• **Given instruction**:
Swap "Pinpoint" for "Locate" in the listing lines between the line holding "Pinpoint the fog." and the line holding "[126,0,218,166]", inclusive, and reproduce those lines with nothing else changed. Leave the pictures out of the answer.

Region labeling listing
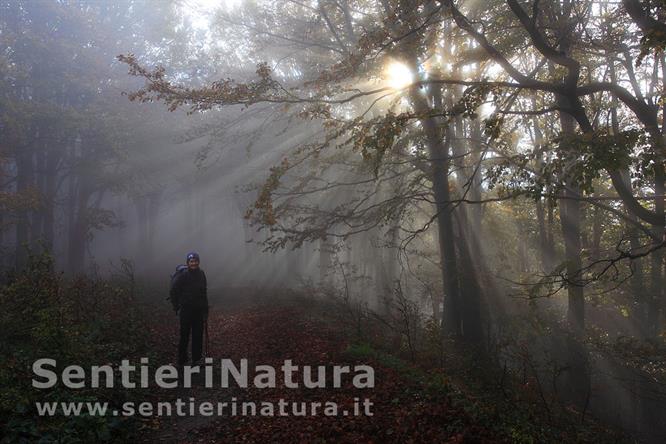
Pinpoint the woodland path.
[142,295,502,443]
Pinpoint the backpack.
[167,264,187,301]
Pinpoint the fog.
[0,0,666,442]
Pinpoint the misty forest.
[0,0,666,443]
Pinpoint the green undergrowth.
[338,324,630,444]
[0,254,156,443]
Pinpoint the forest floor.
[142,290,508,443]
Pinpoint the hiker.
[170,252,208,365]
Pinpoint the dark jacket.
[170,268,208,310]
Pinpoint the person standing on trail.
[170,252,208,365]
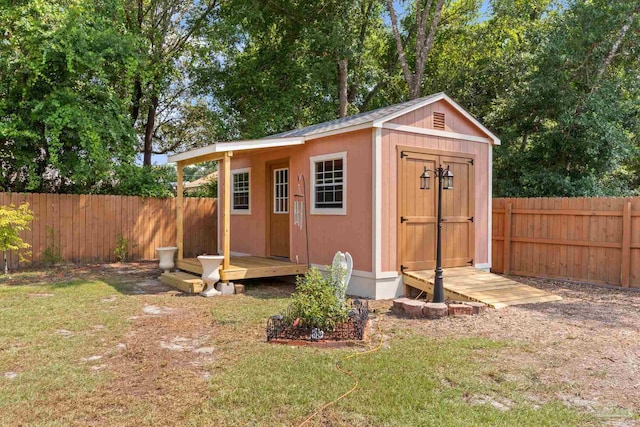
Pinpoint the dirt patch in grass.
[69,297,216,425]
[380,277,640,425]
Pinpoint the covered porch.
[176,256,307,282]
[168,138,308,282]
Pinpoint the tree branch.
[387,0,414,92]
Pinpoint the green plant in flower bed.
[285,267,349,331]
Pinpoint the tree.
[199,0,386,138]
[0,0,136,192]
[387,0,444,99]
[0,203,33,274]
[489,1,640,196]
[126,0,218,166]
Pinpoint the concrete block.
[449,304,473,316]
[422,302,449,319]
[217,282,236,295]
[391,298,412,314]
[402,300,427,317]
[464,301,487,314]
---
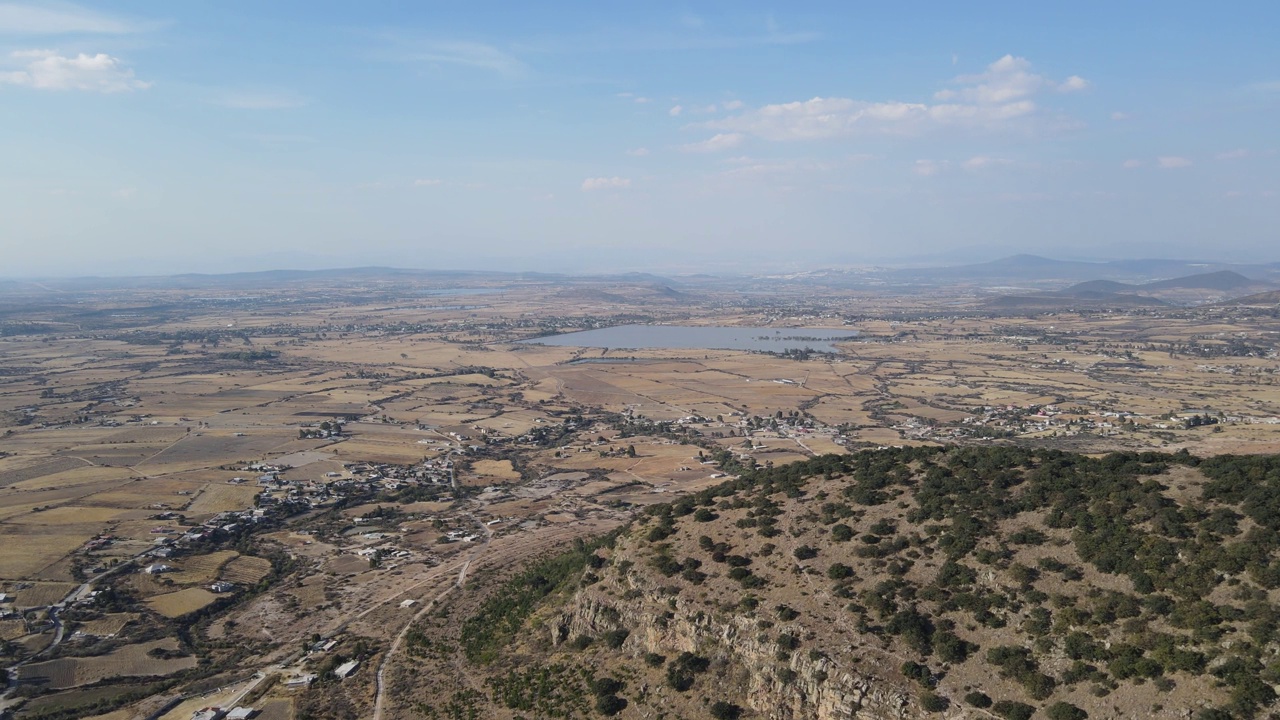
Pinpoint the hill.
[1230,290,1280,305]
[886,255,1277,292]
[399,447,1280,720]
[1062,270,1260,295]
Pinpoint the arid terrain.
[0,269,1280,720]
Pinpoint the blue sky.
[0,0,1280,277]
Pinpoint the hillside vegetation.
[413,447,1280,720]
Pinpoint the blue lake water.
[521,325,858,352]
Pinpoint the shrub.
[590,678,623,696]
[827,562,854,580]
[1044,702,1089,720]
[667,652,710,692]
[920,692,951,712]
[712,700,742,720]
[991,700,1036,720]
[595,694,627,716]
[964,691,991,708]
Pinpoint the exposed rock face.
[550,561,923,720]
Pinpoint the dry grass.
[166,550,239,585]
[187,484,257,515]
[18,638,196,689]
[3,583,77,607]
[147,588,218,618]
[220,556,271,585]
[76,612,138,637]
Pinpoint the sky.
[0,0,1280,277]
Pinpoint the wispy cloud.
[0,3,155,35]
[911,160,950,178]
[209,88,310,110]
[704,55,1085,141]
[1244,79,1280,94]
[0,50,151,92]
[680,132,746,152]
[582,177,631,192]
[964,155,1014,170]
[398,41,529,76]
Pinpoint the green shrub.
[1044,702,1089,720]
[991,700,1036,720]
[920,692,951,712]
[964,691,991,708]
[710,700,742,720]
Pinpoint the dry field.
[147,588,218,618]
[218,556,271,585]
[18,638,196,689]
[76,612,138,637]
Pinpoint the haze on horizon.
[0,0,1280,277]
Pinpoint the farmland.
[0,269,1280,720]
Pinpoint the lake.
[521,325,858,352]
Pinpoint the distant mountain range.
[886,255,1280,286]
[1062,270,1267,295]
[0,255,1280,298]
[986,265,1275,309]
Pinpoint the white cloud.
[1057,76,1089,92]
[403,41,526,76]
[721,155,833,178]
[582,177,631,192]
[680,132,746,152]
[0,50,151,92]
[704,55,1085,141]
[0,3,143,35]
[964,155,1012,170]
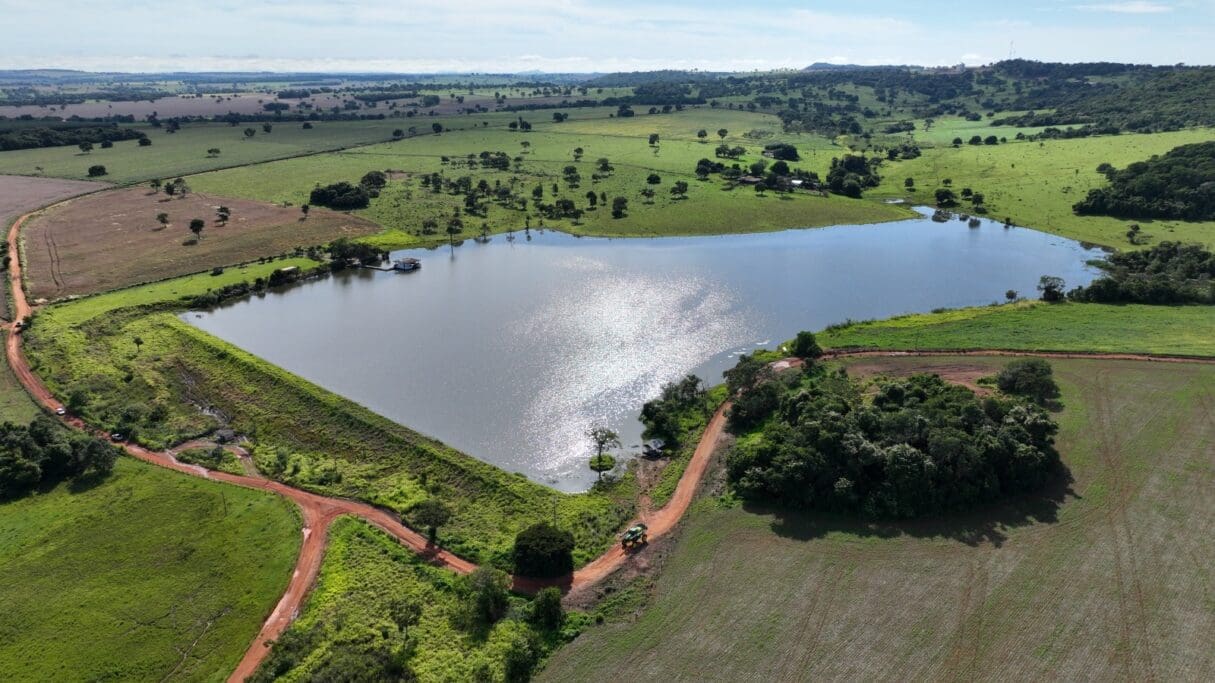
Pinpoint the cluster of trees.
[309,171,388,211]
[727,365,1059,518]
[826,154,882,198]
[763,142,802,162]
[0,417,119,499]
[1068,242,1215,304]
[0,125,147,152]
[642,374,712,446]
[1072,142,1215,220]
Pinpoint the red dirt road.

• **Task solution**:
Locate the fog.
[0,0,666,442]
Locate the misty forest.
[0,0,666,443]
Locate the green undergrowth.
[338,324,630,444]
[0,254,156,443]
Locate the forest floor.
[142,290,508,443]
Locate the hiker.
[170,252,208,365]
Locate the dark jacket.
[170,268,208,310]
Locate the person standing on trail.
[170,252,208,365]
Locate the dirt patch in grass.
[69,297,216,425]
[380,277,640,425]
Locate the covered porch.
[176,256,307,282]
[168,138,308,282]
Locate the tree branch.
[387,0,414,92]
Locate the green plant in flower bed.
[285,267,349,331]
Locate the tree.
[199,0,386,138]
[0,0,136,192]
[387,0,444,99]
[0,203,33,274]
[489,1,640,196]
[126,0,218,166]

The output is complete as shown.